Throughout the listing below, show every line in which "persimmon" occurs.

=== Section Start ===

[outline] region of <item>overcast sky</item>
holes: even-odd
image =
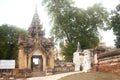
[[[46,36],[49,35],[50,24],[47,11],[41,5],[42,0],[0,0],[0,25],[11,24],[17,27],[28,29],[32,21],[33,14],[35,12],[35,5],[37,3],[38,13],[43,24],[43,28],[46,30]],[[87,8],[94,3],[101,2],[108,11],[115,8],[119,4],[119,0],[74,0],[76,6],[81,8]],[[107,46],[113,46],[113,39],[115,37],[112,31],[101,32],[104,41]]]

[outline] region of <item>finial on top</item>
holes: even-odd
[[[80,46],[80,43],[78,42],[78,45],[77,45],[77,52],[80,52],[81,51],[81,46]]]

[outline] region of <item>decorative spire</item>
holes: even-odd
[[[28,34],[38,39],[38,37],[44,36],[43,32],[44,31],[42,30],[42,25],[40,24],[40,19],[39,19],[38,10],[37,10],[37,4],[36,4],[35,13],[33,15],[30,28],[28,29]]]
[[[33,25],[35,27],[40,25],[40,19],[39,19],[39,15],[38,15],[38,11],[37,11],[37,5],[36,5],[36,8],[35,8],[35,13],[34,13],[34,16],[33,16],[33,19],[32,19],[32,23],[31,23],[31,26],[33,26]]]
[[[80,52],[81,51],[81,46],[80,46],[80,43],[78,42],[78,45],[77,45],[77,52]]]

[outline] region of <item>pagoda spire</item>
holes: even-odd
[[[28,29],[28,35],[31,35],[32,37],[38,37],[44,36],[44,31],[42,30],[42,25],[40,24],[40,19],[38,15],[37,5],[35,6],[35,12],[32,18],[31,25]]]
[[[77,52],[80,52],[81,51],[81,46],[80,46],[80,43],[78,42],[78,45],[77,45]]]
[[[35,13],[33,15],[32,23],[31,23],[31,26],[32,25],[34,25],[35,27],[40,25],[40,19],[39,19],[38,10],[37,10],[37,4],[36,4],[36,7],[35,7]]]

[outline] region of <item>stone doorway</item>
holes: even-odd
[[[31,57],[31,70],[43,71],[43,58],[42,55],[33,55]]]

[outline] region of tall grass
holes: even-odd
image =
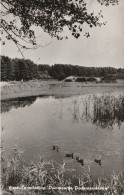
[[[73,102],[73,121],[91,121],[102,128],[121,127],[124,122],[124,96],[89,95],[87,99]]]
[[[11,158],[7,158],[2,151],[2,191],[11,191],[14,195],[16,194],[110,194],[110,195],[121,195],[124,193],[123,173],[118,175],[113,173],[109,180],[98,178],[97,181],[92,178],[90,167],[85,169],[82,167],[82,175],[68,174],[72,173],[71,170],[66,168],[65,162],[62,165],[57,162],[46,161],[45,159],[39,158],[39,162],[26,163],[22,158],[23,151],[14,148],[13,155]],[[45,190],[14,190],[9,187],[45,187]],[[49,186],[53,187],[68,187],[67,190],[51,190]],[[80,191],[74,190],[74,186],[79,187],[107,187],[104,191]],[[71,189],[72,187],[72,189]],[[71,190],[69,190],[71,189]],[[5,193],[3,193],[5,194]]]
[[[102,127],[121,126],[124,121],[124,96],[103,95],[94,97],[93,122]]]

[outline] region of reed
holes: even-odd
[[[95,180],[91,176],[91,168],[88,169],[82,167],[82,174],[80,176],[72,174],[72,170],[66,168],[66,163],[62,165],[57,162],[50,162],[42,159],[40,156],[39,162],[30,162],[27,164],[22,158],[23,151],[18,148],[13,149],[13,155],[11,158],[5,157],[5,152],[2,151],[2,178],[1,187],[3,195],[9,194],[10,191],[14,195],[52,195],[52,194],[88,194],[89,192],[74,190],[74,186],[80,188],[107,187],[104,191],[93,191],[91,189],[90,194],[105,194],[105,195],[121,195],[124,193],[123,173],[111,175],[109,180],[98,178]],[[71,173],[71,174],[68,174]],[[44,187],[45,190],[9,190],[9,187]],[[54,187],[68,187],[67,190],[51,190],[49,186]],[[69,190],[70,189],[70,190]]]
[[[124,121],[124,96],[103,95],[94,97],[93,122],[106,128]]]
[[[81,104],[82,103],[82,104]],[[124,122],[124,96],[123,95],[90,95],[85,101],[74,103],[73,118],[75,122],[91,121],[102,128],[113,129],[117,124],[121,127]]]

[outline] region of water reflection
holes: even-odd
[[[116,124],[120,128],[124,122],[124,96],[122,95],[77,97],[71,106],[73,107],[73,123],[79,123],[80,120],[82,122],[91,121],[102,128],[113,129]]]
[[[93,167],[95,176],[123,169],[124,96],[47,96],[5,103],[10,104],[9,109],[19,108],[2,114],[2,141],[7,152],[17,143],[25,150],[27,162],[36,162],[39,154],[58,163],[66,161],[67,167],[80,172],[82,167],[75,160],[65,158],[65,154],[73,153],[74,158],[84,159],[84,166]],[[60,152],[52,150],[54,145]],[[94,159],[102,159],[102,166]]]
[[[120,127],[124,122],[124,97],[95,96],[92,120],[103,128],[113,128],[116,123]]]
[[[48,96],[47,96],[48,97]],[[46,96],[41,96],[46,98]],[[86,95],[72,97],[53,97],[59,100],[60,110],[58,118],[63,120],[67,114],[64,111],[66,99],[70,99],[67,104],[68,113],[72,116],[73,123],[92,122],[102,128],[113,128],[115,124],[120,128],[124,122],[124,96],[122,95]],[[8,112],[12,108],[30,106],[36,101],[37,97],[17,98],[9,101],[2,101],[1,111]],[[66,112],[68,112],[66,110]]]
[[[11,100],[4,100],[1,102],[1,112],[8,112],[12,108],[19,108],[19,107],[25,107],[30,106],[35,102],[37,97],[23,97],[23,98],[16,98]]]

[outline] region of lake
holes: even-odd
[[[39,96],[2,101],[2,144],[11,156],[17,145],[26,162],[39,155],[81,174],[109,177],[124,169],[124,93]],[[59,152],[52,149],[60,147]],[[67,158],[73,153],[74,159]],[[76,157],[83,158],[81,166]],[[102,165],[94,162],[101,159]]]

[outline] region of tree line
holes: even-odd
[[[28,81],[32,79],[52,78],[63,80],[68,76],[110,77],[124,79],[124,69],[113,67],[84,67],[71,64],[35,64],[27,59],[11,59],[1,56],[1,81]]]

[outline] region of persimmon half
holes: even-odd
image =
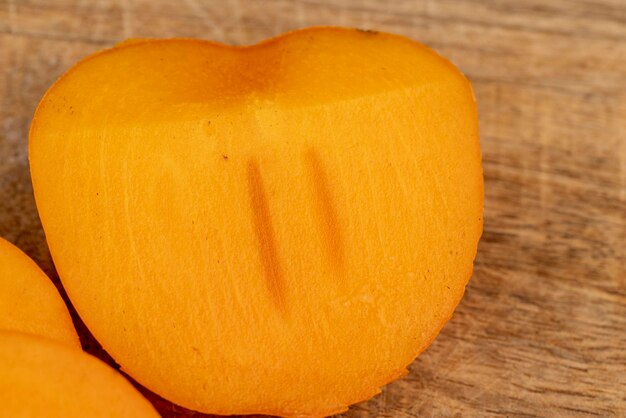
[[[482,231],[470,83],[383,33],[97,53],[42,99],[30,162],[89,329],[209,413],[322,416],[375,395],[452,316]]]
[[[0,330],[47,337],[80,348],[65,302],[46,274],[0,238]]]
[[[157,418],[121,374],[56,341],[0,331],[3,417]]]

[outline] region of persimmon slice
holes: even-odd
[[[0,370],[5,417],[159,416],[121,374],[50,339],[0,331]]]
[[[383,33],[121,44],[48,91],[30,160],[87,326],[203,412],[373,396],[452,316],[482,231],[470,84]]]
[[[0,330],[48,337],[80,348],[67,307],[41,269],[0,238]]]

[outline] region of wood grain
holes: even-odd
[[[128,37],[249,44],[320,24],[404,34],[460,66],[486,180],[484,238],[454,319],[406,378],[343,416],[626,416],[623,0],[0,0],[0,235],[59,285],[28,126],[80,57]],[[166,417],[194,415],[149,397]]]

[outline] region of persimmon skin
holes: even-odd
[[[0,238],[0,330],[47,337],[80,348],[65,302],[26,254]]]
[[[341,28],[123,43],[68,71],[30,135],[87,326],[144,386],[217,414],[330,415],[403,375],[471,276],[480,159],[451,63]]]
[[[0,331],[2,416],[157,418],[121,374],[49,338]]]

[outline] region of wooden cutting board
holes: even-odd
[[[454,319],[406,378],[343,416],[625,417],[623,0],[0,0],[0,235],[60,287],[28,126],[79,58],[129,37],[249,44],[327,24],[404,34],[452,59],[478,100],[486,182]],[[106,358],[74,316],[85,348]],[[165,417],[195,415],[148,396]]]

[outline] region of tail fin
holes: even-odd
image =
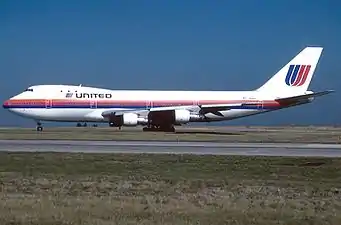
[[[322,50],[322,47],[306,47],[257,91],[276,96],[304,94],[309,87]]]

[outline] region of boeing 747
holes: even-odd
[[[308,91],[322,47],[306,47],[264,85],[251,91],[110,90],[78,85],[34,85],[3,107],[36,121],[144,126],[174,132],[190,122],[237,119],[307,104],[331,90]]]

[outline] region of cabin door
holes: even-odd
[[[153,102],[152,101],[146,101],[146,109],[147,110],[149,110],[149,109],[151,109],[151,108],[153,108]]]
[[[257,102],[257,109],[261,110],[261,109],[263,109],[263,106],[264,106],[264,101],[263,100],[259,100]]]
[[[52,100],[51,99],[46,99],[45,100],[45,108],[46,109],[52,108]]]
[[[90,100],[90,108],[91,109],[97,108],[97,100]]]

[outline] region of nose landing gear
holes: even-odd
[[[37,122],[37,131],[43,131],[43,126],[40,122]]]

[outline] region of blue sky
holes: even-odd
[[[1,101],[33,84],[248,90],[305,46],[324,52],[311,105],[227,124],[338,124],[339,1],[0,2]],[[5,109],[0,125],[35,126]],[[62,124],[59,124],[62,125]]]

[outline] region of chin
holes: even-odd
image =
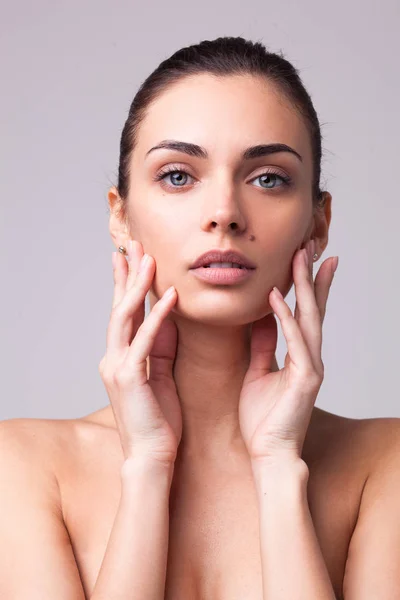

=== Section End ===

TASK RESPONSE
[outline] region of persimmon half
[outline] region of persimmon slice
[outline] region of persimmon skin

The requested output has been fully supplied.